──────── Fragmento del texto

Sin duda, una parte de la problemática social está en la escuela; otra, en la calle.
La dulce droga
Sacar los refrescos azucarados de las escuelas primarias es una decisión repleta de buenas intenciones, pero definitivamente inútil. Así lo han demostrado estudios en países donde se han aplicado medidas similares.
Si no pueden adquirir refrescos en la escuela, está comprobado, los chicos las llevan de casa en su mochila, y, al menos allá, no hay autoridad alguna que lo impida, por razones legales: no hay ley que prohíba transportar gaseosas junto a los libros en una mochila de estudiante o donde se quiera.
Si las autoridades no han podido con el tráfico de drogas en las aulas, en Colombia, donde al parecer ya no le venderán azúcar, ¿qué van a hacer para evitar que el niño lleve a la escuela una soda o las que quiera, para su merienda?
Porque las drogas siguen circulando de pupitre a pupitre, de aula a aula, de estudiante a estudiante, y no hay explicación clara de cómo ocurre, mucho menos de quiénes son los responsables. Y, al contrario de los industriales de las bebidas, no hay manera de que las mafias se pongan de acuerdo para dejar de vender drogas en las escuelas.

────────────────

Consigna 1: ¿Cómo se traduce al inglés esta oración del fragmento sobre los refrescos en las escuelas: «Sacar los refrescos azucarados de las escuelas primarias es una decisión repleta de buenas intenciones, pero definitivamente inútil.»?
Consigna 2: Reproduce sin cambios el pasaje del fragmento sobre los refrescos en las escuelas que empieza en "Sin duda, una" y termina en "donde se quiera.".

──────── Líneas mostradas

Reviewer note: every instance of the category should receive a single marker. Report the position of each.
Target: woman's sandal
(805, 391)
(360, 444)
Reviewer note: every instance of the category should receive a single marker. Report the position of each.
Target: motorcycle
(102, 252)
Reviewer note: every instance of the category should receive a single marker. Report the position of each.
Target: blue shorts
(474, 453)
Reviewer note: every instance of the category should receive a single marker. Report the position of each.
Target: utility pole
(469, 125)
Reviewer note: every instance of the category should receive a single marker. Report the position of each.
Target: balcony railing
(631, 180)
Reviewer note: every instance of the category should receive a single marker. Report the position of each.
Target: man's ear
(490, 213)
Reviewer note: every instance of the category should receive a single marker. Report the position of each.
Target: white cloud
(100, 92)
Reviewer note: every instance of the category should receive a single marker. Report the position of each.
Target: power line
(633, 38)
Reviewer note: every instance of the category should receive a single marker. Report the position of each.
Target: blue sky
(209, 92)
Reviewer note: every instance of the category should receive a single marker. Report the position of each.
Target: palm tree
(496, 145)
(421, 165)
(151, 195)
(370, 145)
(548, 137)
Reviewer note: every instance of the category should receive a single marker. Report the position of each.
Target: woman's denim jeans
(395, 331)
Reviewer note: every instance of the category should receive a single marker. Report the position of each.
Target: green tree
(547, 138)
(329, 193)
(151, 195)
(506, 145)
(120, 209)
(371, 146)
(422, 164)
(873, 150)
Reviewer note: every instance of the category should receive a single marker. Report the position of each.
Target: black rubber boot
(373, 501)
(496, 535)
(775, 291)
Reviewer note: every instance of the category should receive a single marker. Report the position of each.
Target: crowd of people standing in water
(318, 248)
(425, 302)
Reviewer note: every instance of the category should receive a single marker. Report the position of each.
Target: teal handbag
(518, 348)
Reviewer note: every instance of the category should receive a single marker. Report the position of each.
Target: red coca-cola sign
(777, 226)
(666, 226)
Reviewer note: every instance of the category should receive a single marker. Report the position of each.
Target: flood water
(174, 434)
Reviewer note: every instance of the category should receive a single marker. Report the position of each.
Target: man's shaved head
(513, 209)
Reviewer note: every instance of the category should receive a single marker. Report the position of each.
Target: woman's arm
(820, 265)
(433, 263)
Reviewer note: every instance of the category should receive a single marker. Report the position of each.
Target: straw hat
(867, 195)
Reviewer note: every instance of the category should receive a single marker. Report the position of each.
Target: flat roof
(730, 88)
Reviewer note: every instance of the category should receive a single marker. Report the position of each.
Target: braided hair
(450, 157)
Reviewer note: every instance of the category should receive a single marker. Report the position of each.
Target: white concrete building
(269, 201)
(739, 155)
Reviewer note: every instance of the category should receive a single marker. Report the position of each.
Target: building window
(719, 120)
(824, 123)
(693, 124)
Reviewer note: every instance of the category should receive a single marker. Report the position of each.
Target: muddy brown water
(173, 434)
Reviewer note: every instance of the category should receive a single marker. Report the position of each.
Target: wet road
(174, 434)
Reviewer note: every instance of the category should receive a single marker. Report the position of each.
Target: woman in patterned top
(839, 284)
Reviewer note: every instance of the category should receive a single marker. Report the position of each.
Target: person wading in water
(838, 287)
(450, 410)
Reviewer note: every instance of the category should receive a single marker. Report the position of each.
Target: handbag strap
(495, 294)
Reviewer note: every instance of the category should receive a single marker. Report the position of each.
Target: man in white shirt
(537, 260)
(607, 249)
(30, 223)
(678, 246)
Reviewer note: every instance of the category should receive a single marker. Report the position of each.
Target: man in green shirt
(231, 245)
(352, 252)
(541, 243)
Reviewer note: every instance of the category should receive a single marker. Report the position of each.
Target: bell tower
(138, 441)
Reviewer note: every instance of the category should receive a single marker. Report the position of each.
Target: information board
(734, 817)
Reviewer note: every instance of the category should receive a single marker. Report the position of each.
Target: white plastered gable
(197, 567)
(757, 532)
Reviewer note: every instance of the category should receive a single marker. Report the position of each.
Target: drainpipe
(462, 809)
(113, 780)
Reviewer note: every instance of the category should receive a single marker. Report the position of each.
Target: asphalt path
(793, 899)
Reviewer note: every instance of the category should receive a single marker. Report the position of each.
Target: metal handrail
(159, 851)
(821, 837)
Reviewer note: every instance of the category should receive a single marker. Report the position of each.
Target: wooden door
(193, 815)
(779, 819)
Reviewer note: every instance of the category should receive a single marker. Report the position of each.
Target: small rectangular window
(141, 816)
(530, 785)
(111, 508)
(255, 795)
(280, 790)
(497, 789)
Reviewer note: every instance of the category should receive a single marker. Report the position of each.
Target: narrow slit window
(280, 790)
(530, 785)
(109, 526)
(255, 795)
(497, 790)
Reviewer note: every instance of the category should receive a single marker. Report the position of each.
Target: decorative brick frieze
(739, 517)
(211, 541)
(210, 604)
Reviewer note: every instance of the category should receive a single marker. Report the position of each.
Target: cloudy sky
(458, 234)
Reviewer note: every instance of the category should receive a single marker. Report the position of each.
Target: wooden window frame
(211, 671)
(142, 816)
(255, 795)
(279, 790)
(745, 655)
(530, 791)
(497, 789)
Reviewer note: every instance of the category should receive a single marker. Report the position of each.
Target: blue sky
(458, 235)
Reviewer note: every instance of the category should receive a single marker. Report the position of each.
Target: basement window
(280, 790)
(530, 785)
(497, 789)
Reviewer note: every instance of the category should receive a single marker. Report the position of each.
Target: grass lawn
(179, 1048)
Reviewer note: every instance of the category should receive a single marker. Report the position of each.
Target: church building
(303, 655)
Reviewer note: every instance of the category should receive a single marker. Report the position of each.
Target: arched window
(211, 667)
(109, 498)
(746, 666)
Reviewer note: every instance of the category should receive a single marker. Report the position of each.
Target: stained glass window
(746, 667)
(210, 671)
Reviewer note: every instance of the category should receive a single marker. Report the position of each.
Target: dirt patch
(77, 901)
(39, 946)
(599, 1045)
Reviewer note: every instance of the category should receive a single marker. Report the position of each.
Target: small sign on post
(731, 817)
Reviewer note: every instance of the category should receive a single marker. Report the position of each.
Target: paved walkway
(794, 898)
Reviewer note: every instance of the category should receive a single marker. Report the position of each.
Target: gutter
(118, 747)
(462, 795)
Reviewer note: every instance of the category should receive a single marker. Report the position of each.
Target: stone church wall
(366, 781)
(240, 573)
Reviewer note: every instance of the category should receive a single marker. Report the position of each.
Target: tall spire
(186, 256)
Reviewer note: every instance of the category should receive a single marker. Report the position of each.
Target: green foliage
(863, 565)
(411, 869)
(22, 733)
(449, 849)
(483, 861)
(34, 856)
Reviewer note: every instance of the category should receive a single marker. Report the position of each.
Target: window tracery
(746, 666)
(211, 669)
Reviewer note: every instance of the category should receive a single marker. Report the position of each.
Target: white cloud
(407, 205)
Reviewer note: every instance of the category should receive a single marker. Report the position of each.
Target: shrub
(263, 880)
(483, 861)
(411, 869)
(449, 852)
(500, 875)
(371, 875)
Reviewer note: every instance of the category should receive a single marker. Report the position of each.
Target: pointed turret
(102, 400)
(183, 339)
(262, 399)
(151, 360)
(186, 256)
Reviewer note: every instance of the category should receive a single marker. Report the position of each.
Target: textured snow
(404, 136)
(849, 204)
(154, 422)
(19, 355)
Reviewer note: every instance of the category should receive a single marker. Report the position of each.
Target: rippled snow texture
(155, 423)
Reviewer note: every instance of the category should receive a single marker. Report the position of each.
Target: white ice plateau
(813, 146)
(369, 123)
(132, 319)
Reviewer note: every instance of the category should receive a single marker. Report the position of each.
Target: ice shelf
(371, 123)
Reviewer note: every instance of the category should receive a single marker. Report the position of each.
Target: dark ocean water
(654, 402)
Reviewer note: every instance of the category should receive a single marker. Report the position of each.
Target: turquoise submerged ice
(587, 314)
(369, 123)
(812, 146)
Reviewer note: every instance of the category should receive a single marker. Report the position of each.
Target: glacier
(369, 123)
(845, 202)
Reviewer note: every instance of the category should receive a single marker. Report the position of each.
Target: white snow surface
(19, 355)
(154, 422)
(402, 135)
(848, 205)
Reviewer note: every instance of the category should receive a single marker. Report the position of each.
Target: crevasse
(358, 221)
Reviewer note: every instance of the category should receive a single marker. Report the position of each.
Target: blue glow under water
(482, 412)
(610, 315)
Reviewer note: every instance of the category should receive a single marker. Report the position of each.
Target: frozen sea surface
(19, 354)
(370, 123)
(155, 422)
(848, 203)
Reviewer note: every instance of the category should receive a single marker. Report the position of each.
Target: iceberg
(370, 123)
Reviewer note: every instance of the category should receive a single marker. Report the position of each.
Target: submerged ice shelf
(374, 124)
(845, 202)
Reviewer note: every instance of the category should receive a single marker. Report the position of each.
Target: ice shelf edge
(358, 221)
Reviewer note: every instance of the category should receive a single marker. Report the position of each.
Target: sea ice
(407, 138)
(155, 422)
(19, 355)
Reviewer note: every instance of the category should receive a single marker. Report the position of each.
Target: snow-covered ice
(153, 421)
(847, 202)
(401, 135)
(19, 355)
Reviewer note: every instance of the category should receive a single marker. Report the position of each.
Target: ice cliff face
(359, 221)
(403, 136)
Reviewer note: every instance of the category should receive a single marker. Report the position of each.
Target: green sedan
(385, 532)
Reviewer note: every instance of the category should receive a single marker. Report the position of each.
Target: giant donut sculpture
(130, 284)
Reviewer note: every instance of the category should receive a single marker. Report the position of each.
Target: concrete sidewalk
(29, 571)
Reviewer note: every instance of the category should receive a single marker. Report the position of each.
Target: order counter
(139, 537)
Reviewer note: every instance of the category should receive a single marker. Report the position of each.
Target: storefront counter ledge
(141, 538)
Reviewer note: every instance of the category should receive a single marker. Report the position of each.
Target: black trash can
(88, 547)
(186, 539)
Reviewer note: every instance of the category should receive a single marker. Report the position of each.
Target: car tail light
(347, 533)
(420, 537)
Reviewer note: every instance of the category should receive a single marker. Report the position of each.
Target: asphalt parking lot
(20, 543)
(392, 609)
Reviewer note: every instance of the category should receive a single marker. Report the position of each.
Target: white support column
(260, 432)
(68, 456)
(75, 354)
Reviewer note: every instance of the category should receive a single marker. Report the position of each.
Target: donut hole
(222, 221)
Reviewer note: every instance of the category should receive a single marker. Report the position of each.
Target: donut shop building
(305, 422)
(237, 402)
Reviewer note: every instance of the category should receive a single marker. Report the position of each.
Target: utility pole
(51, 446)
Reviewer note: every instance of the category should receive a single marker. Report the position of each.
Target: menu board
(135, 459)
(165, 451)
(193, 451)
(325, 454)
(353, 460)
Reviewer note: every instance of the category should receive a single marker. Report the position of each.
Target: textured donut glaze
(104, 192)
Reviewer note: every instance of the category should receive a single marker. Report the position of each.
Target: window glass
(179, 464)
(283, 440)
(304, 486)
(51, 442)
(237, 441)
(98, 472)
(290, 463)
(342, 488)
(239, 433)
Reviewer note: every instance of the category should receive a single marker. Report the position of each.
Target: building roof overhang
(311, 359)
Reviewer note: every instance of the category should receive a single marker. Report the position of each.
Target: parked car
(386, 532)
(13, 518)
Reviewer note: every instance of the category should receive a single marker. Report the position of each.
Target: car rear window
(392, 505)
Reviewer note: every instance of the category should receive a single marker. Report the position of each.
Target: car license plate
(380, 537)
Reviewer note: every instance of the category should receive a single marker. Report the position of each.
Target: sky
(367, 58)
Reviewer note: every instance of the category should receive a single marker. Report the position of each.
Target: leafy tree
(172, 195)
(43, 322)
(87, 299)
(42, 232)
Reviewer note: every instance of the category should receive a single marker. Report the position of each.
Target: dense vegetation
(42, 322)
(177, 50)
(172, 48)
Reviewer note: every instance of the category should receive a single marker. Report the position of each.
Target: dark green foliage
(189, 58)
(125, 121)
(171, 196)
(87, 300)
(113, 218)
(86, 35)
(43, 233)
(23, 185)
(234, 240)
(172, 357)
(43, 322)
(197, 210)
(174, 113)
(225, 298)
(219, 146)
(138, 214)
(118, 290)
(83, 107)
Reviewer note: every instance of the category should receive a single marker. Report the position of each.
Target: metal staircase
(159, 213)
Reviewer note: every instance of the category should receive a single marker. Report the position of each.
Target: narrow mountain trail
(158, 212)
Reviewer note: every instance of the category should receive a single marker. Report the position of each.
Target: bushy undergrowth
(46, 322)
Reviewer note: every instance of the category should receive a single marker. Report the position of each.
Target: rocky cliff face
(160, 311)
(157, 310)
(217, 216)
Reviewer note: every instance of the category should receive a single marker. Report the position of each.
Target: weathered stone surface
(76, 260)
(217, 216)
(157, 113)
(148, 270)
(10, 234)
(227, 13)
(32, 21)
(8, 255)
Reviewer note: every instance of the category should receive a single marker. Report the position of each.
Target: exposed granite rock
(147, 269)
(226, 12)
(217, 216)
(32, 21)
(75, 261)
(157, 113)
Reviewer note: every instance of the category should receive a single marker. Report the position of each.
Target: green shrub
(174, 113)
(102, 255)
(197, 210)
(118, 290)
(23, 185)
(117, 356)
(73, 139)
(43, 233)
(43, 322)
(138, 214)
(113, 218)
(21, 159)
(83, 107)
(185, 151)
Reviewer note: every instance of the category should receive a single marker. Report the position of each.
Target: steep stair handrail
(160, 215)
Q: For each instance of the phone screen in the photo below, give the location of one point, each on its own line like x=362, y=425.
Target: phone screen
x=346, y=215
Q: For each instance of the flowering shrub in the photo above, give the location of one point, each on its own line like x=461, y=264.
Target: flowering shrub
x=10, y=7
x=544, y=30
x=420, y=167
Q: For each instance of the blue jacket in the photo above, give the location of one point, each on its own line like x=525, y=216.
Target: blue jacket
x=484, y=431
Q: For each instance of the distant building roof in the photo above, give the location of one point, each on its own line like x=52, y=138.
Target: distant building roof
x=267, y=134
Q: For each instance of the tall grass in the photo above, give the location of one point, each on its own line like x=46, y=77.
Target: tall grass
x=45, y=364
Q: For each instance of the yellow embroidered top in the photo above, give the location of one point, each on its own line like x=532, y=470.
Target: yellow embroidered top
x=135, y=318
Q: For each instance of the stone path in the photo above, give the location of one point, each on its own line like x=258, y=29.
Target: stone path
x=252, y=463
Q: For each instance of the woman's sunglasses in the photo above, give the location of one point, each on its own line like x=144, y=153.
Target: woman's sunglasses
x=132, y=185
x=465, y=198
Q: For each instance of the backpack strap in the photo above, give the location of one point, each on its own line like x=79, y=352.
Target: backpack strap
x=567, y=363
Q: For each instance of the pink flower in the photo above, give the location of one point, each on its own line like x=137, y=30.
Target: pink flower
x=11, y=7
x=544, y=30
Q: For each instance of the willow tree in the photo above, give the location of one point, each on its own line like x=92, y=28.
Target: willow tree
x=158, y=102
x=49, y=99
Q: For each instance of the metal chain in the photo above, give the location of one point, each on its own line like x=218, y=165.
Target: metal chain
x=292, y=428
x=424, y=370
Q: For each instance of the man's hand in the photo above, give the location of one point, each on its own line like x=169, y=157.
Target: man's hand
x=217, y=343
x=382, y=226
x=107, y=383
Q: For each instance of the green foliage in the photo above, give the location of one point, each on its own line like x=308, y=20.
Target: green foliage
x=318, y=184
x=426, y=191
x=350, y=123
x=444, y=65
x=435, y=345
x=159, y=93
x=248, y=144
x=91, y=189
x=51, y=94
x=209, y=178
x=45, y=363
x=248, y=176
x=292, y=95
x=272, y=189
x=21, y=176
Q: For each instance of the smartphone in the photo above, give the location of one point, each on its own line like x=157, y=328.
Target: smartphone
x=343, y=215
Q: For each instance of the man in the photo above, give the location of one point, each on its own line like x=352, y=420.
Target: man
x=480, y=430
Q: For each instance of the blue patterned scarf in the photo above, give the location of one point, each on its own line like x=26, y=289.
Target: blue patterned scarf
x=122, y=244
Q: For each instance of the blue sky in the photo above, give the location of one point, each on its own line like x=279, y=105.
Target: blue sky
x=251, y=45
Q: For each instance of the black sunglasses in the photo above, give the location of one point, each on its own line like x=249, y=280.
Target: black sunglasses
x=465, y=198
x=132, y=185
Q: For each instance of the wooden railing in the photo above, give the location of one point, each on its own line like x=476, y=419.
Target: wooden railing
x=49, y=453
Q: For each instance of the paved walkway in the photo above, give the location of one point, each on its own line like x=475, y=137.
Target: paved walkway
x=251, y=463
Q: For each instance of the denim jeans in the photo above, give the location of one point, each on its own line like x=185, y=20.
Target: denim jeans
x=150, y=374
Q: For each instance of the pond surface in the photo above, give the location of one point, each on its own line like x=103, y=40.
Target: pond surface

────────────────

Área de respuesta 1: Removing sugary soft drinks from elementary schools is a decision full of good intentions, but definitely useless.

Área de respuesta 2:
Sin duda, una parte de la problemática social está en la escuela; otra, en la calle.
La dulce droga
Sacar los refrescos azucarados de las escuelas primarias es una decisión repleta de buenas intenciones, pero definitivamente inútil. Así lo han demostrado estudios en países donde se han aplicado medidas similares.
Si no pueden adquirir refrescos en la escuela, está comprobado, los chicos las llevan de casa en su mochila, y, al menos allá, no hay autoridad alguna que lo impida, por razones legales: no hay ley que prohíba transportar gaseosas junto a los libros en una mochila de estudiante o donde se quiera.